* Descrição da tarefa *
Retome o texto sobre Maria Augusta Alves Barbosa e escreva a continuação a partir da última frase apresentada.

* Documento de origem *

Revista Brasil-Europa - Correspondência Euro-Brasileira 148/7 (2014:2)
Editor: Prof. Dr. A.A.Bispo, Universidade de Colonia
Direção administrativa: Dr. H. Hülskath

Organização de Estudos de Processos Culturais em Relações Internacionais (ND 1968)
Academia Brasil-Europa
Instituto de Estudos da Cultura Musical do Mundo de Língua Portuguesa (ISMPS 1985)

© 1989 by ISMPS e.V. © Internet-edição 1998 e anos seguintes © 2014 by ISMPS e.V. Todos os direitos reservados
ISSN 1866-203X - urn:nbn:de:0161-2008020501

Doc. N° 3078




A Arte como objeto de conhecimento histórico
e a Renascença como criadora de uma base de visões
Ressonâncias de Herman Friedrich Grimm (1828-1901 )



Maria Augusta Alves Barbosa (1913-2013)
e o estudo de processos culturais em relações internacionais V




Este texto deve ser compreendido no conjunto de outros artigos desta edição da Revista Brasil-Europa dedicados à memória da Profa. Dra. Maria Augusta Alves Barbosa, falecida, centenária, em 2013.


Essa série de textos representa a tentativa de compreender o seu pensamento, as suas posições e trazer à consciência o seu significado para os estudos culturais, em particular para aqueles relacionados com Portugal, Brasil e Alemanha. Foi ela nada menos do que a criadora do primeiro Departamento de Ciências Musicais no âmbito universitário em Portugal, realizando assim um anelo que permanece em aberto em muitos países.

Essa série de textos representa também um ato de gratidão póstumo pelo papel que desempenhou desde 1975 nos esforços de interações internacionais que levaram à criação do I.S.M.P.S. e.V., do qual foi Presidente Honorária por Portugal. Esses textos devem ser compreendidos sobretudo à luz do escopo geral dos trabalhos divulgados na Revista Brasil-Europa do corrente ano, voltados que são à balanços e revisões de caminhos, a reconscientizações de objetivos e a análises do programa de estudos, contatos e iniciativas que teve o seu início em 1974 como exposto no primeiro número de 2014. (
Veja)

* Conjunto de registros *
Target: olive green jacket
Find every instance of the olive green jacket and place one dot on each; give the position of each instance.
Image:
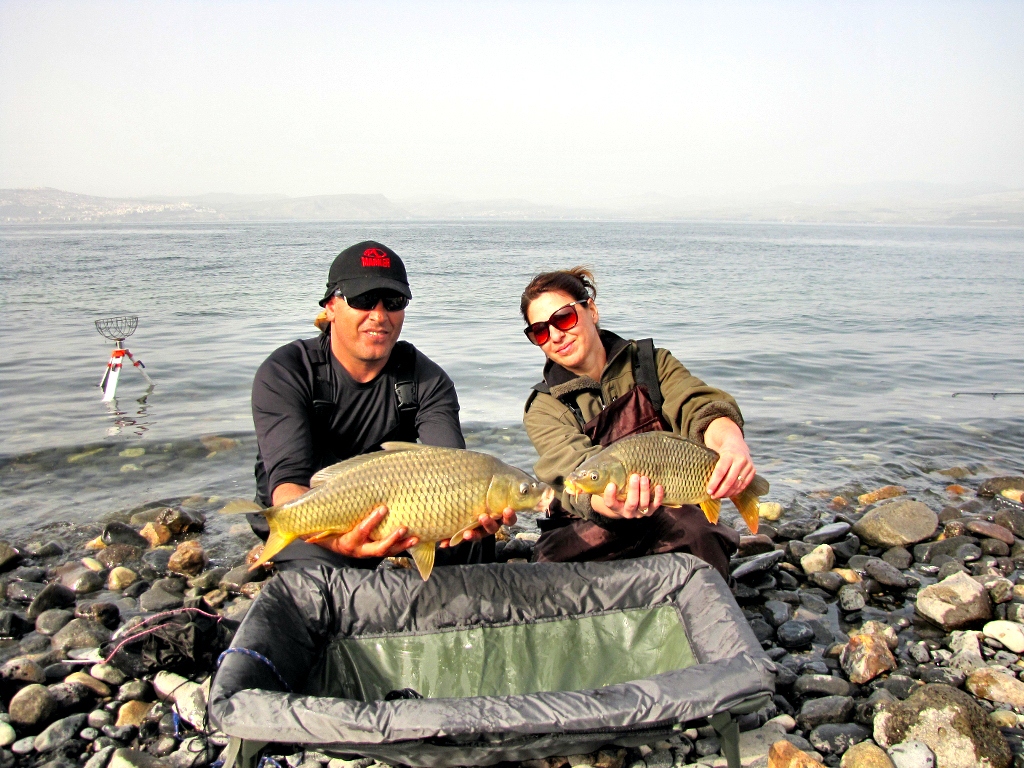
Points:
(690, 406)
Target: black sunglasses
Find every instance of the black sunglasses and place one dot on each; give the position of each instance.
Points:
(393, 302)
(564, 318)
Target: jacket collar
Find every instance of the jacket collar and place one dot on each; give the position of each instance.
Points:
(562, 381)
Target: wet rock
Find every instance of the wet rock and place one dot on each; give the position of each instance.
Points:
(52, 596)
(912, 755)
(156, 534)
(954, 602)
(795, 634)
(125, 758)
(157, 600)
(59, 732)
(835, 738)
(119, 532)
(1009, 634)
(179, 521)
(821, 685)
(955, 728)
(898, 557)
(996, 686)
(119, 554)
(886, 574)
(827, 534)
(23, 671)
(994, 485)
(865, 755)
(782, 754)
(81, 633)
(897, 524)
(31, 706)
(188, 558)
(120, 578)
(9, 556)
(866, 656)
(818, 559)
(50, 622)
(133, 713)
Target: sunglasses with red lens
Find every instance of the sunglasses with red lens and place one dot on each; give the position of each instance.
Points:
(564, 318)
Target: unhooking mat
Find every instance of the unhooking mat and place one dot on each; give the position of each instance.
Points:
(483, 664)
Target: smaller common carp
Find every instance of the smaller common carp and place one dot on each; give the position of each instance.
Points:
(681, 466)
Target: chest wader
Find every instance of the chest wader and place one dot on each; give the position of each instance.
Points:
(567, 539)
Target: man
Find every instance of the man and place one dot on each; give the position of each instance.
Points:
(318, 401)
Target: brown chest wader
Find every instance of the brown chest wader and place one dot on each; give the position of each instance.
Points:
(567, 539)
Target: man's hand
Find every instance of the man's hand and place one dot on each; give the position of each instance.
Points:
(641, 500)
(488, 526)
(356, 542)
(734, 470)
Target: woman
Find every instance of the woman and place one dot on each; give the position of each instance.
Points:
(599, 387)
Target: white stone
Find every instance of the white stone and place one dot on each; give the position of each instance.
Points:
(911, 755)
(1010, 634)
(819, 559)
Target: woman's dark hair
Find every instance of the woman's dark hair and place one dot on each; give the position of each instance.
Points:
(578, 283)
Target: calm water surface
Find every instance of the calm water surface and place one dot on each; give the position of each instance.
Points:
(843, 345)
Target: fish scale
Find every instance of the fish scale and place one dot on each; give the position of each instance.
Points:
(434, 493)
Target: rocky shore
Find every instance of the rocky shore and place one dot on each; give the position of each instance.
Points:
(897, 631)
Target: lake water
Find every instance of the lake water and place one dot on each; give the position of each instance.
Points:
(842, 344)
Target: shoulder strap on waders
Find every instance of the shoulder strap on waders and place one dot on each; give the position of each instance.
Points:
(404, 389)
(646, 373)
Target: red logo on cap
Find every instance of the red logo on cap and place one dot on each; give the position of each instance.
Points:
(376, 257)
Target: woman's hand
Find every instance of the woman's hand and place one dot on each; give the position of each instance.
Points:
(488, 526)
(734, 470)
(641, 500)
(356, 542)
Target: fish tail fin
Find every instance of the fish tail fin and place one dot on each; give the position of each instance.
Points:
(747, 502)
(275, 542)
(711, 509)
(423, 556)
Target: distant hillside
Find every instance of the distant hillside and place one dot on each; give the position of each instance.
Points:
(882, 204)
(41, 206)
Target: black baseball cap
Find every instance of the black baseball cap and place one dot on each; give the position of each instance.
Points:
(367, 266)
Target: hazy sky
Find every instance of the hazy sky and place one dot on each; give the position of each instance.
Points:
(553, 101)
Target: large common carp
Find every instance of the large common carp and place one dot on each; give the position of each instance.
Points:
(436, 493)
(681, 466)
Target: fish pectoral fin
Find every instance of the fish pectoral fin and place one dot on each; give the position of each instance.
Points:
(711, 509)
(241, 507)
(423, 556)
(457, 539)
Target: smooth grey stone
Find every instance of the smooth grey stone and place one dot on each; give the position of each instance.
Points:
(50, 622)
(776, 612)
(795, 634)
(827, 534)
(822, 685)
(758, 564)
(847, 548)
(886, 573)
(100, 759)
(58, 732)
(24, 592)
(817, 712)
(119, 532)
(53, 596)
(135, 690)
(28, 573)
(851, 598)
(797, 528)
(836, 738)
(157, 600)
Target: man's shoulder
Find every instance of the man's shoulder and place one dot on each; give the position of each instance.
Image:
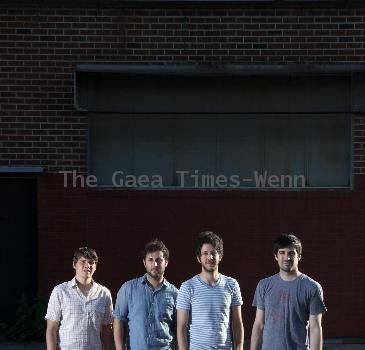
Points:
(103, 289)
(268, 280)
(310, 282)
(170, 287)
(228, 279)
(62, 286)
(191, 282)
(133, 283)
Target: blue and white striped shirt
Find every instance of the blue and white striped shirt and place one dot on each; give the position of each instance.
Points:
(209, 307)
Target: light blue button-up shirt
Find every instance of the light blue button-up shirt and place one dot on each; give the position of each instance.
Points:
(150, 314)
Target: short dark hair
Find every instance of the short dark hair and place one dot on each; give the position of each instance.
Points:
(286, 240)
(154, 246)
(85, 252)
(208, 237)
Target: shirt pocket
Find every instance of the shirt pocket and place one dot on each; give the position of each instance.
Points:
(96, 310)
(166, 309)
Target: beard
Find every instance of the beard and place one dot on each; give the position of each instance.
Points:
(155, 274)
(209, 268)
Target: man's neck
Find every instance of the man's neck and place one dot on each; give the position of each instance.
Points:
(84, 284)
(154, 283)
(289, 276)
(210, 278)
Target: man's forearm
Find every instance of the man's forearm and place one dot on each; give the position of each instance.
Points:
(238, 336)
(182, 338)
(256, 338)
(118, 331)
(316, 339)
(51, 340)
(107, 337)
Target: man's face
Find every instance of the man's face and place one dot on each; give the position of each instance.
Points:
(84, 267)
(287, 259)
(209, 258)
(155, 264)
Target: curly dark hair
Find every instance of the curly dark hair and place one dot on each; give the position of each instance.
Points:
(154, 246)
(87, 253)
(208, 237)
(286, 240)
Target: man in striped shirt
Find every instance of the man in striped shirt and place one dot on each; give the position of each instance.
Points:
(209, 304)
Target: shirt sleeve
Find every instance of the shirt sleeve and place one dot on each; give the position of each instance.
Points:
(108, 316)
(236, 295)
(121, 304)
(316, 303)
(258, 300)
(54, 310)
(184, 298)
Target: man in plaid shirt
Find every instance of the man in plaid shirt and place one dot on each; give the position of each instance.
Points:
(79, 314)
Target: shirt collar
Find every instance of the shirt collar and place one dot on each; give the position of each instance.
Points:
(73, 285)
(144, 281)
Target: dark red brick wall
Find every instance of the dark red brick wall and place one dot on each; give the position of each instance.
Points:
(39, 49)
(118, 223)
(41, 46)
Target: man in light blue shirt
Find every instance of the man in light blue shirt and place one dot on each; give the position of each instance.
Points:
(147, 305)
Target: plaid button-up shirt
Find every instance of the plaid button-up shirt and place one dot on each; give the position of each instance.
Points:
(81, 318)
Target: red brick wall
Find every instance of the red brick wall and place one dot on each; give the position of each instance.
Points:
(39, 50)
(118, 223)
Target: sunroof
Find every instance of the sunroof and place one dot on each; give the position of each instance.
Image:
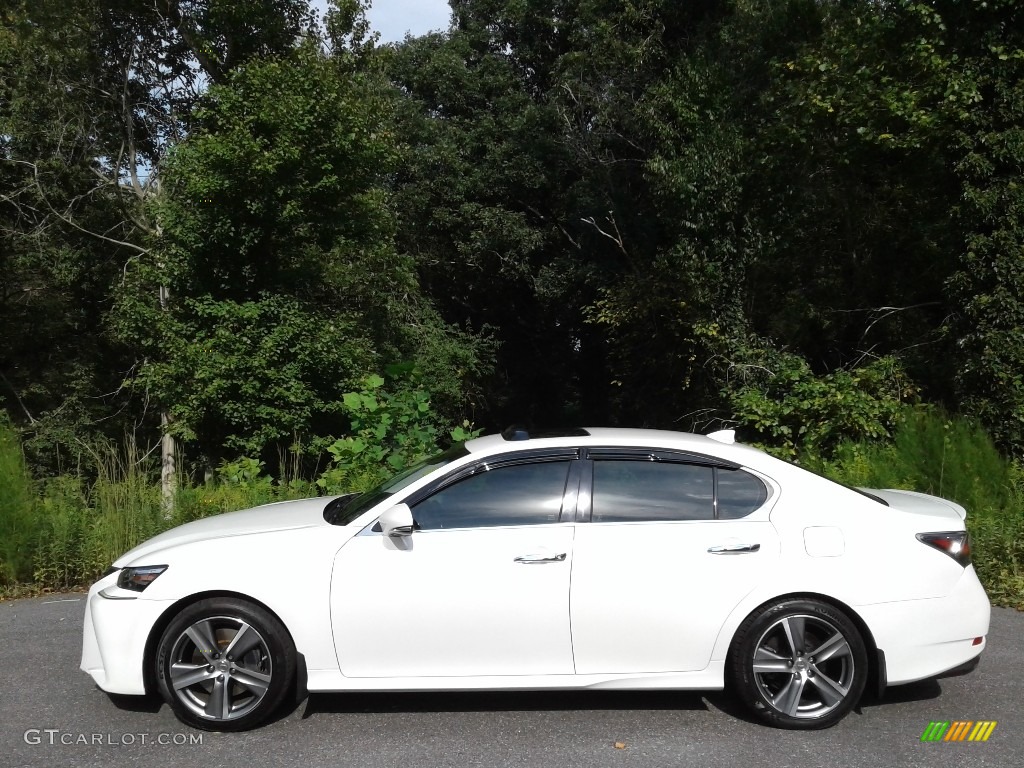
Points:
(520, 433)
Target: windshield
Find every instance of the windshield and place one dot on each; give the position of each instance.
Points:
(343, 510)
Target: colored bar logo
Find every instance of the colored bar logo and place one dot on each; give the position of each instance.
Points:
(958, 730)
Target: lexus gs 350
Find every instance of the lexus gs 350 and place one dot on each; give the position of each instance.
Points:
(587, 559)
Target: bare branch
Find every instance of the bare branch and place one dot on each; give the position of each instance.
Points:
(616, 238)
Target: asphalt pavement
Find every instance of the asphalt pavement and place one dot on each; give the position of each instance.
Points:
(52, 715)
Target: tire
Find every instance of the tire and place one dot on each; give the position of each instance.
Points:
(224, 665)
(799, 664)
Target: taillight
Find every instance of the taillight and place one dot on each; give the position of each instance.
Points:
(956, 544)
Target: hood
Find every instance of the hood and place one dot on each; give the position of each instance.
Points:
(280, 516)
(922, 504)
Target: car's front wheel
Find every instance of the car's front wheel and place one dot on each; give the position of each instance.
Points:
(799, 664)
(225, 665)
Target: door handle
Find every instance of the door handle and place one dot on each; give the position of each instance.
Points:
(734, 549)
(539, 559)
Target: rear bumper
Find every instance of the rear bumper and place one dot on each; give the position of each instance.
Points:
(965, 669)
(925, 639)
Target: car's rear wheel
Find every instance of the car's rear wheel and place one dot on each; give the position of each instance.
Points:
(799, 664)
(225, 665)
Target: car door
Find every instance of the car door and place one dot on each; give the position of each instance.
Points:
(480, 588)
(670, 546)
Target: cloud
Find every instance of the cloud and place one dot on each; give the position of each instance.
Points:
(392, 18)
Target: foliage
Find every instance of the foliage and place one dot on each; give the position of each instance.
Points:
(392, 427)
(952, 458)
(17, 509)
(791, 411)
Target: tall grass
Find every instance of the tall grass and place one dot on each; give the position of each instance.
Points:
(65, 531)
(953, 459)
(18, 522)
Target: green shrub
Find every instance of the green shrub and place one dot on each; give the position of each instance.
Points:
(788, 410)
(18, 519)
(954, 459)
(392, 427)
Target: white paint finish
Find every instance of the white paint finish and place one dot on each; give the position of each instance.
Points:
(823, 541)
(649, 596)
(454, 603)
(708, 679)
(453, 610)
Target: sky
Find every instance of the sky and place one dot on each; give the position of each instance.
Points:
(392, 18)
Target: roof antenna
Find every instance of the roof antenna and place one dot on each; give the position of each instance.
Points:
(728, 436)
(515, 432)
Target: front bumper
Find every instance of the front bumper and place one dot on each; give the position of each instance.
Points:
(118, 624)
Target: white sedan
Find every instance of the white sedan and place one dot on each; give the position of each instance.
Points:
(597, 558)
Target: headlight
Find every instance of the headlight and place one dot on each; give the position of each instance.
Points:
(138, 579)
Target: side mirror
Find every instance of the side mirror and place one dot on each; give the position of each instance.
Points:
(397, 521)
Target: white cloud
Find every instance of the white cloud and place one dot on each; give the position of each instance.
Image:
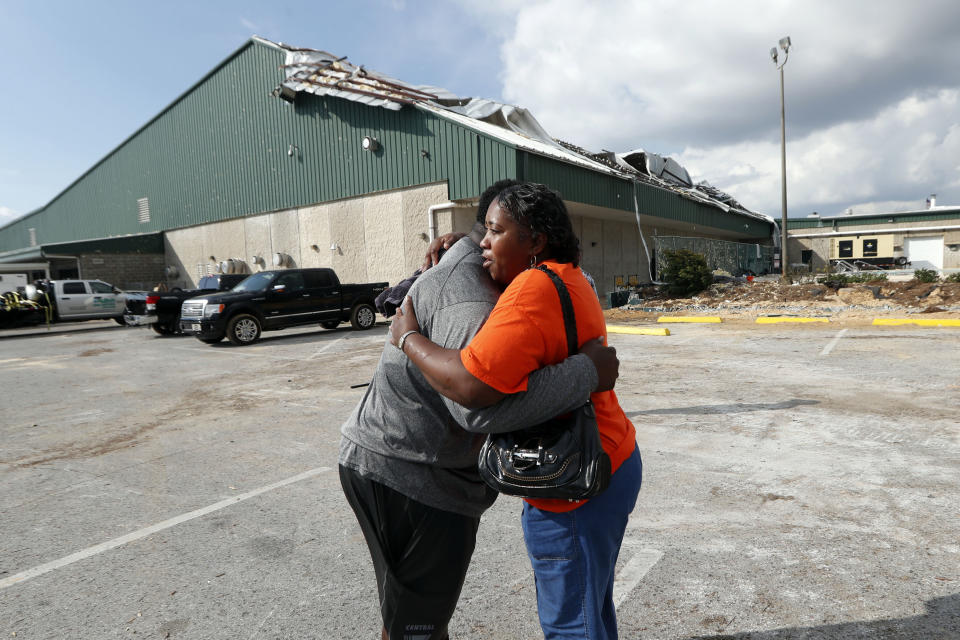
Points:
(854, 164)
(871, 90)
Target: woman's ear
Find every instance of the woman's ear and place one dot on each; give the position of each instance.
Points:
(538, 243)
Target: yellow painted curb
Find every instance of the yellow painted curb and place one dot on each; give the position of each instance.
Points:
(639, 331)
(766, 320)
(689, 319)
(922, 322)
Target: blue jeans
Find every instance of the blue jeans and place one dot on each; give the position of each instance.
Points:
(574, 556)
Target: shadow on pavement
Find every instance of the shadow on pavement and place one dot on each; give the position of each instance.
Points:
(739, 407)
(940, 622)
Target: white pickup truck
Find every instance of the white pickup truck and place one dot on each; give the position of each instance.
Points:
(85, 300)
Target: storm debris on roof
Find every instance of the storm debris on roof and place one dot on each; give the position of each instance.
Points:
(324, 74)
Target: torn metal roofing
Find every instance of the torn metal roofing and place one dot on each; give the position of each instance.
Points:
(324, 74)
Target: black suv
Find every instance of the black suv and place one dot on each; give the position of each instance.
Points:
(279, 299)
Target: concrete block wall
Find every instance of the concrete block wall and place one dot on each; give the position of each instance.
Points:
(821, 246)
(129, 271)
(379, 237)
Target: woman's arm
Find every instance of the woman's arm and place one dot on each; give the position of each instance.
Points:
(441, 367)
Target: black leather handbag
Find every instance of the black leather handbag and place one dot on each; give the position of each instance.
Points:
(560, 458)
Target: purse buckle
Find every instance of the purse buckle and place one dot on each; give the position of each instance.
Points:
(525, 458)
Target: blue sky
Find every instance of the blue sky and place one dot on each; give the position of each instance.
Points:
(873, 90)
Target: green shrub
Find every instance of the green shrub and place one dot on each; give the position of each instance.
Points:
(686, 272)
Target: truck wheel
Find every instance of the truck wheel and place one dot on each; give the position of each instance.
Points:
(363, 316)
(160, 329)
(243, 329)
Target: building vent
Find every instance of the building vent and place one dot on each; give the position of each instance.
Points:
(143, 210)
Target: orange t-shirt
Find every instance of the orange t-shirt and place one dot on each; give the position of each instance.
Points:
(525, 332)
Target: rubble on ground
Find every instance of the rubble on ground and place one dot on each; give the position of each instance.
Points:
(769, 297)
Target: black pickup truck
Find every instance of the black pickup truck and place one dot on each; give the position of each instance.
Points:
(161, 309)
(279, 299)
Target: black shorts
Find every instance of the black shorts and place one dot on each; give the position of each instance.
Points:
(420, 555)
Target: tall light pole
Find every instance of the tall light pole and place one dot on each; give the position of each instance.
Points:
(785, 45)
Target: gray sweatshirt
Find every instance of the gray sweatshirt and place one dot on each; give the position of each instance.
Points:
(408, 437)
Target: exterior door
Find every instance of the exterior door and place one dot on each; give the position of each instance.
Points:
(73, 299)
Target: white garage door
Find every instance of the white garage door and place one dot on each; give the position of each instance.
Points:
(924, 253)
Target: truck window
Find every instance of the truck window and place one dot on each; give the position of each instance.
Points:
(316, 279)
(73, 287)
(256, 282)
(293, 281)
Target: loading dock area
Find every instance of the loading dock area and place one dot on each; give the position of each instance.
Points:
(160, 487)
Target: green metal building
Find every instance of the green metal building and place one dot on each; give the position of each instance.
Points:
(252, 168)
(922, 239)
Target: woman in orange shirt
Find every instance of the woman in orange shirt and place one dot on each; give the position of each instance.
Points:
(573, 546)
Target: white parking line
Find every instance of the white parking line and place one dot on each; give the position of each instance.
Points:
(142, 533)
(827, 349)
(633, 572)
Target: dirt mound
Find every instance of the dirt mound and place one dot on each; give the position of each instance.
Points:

* Resposta da tarefa *
As edições do corrente ano consideram com base em materiais conservados nos acervos da A.B.E. e do I.S.M.P.S. e.V. sobretudo decorrências das décadas de 70 e 80 do século passado, caídas no esquecimento ou desconhecidas. Procuram contribuir a reaprumos, ao reconhecimento de possíveis desvios, ao evitar de repetições de projetos, iniciativas ou visões insuficientes de um desenvolvimento da história recente que já é há muito marcado por interações internacionais.



 


A consideração atenta do pensamento da pesquisadora portuguesa Maria Augusta Alves Barbosa surge como de particular significado para a leitura adequada de sua obra dedicada a um vulto português da Renascença - Vicentius Lusitanus (Veja) -, e para que se possa compreender melhor ou pelo menos a posteriori os seus pontos de vista, frequentemente tão mal-entendidos como complexos e prolixos.


Considerar o seu pensamento tem porém um significado muito mais abrangente. Leva aos primórdios de desenvolvimentos que marcaram projetos e iniciativas em relações Portugal-Alemanha-Brasil a partir de 1975 e, ainda de forma mais ampla, de estudos de processos culturais em relações internacionais em geral.


Para essa consideração atenta e diferenciada, porém, torna-se necessário procurar os fundamentos de suas concepções, as correntes nas quais o seu pensamento se inseriu. Isso é apenas possível para aqueles que com ela conviveram, dialogaram e co-participaram em conferências e iniciativas no ambiente em que se formou e no qual por décadas atuou na Alemanha, ou seja, não em Portugal no período antecedente e no posterior, este tão marcado por amarguras para Maria Augusta A. Barbosa.


A sua intensa correspondência comprova o como se sentia desentendida. Lamentava em suas cartas não encontrar maior compreensão para um pensamento especulativo mesmo na sua área como criadora do primeiro Departamento de Ciências Musicais em universidade lusófona, predominando mesmo na pesquisa universitária um pensamento marcado pela supremacia da prática, por pesquisadores-artistas ou artistas-pesquisadores, o que a levara a resignar-se. (Veja)


Essas suas amargas observações eram lidas com certa estranheza por aqueles que a conheceram no período áugeo de sua vida profissional e pessoal na Alemanha, uma vez que ali era conhecida pelo seu interesse por questões de execução e interpretação, por apresentações artísticas e musicais, e, sobretudo, pela sua amizade com um pensador e autor de difundido livro de História da Música, mas que antes partia da sua experiência prática como docente de instrumentistas e cantores, preocupado por questões de leituras de partituras: Hans Mersmann (1891-1971).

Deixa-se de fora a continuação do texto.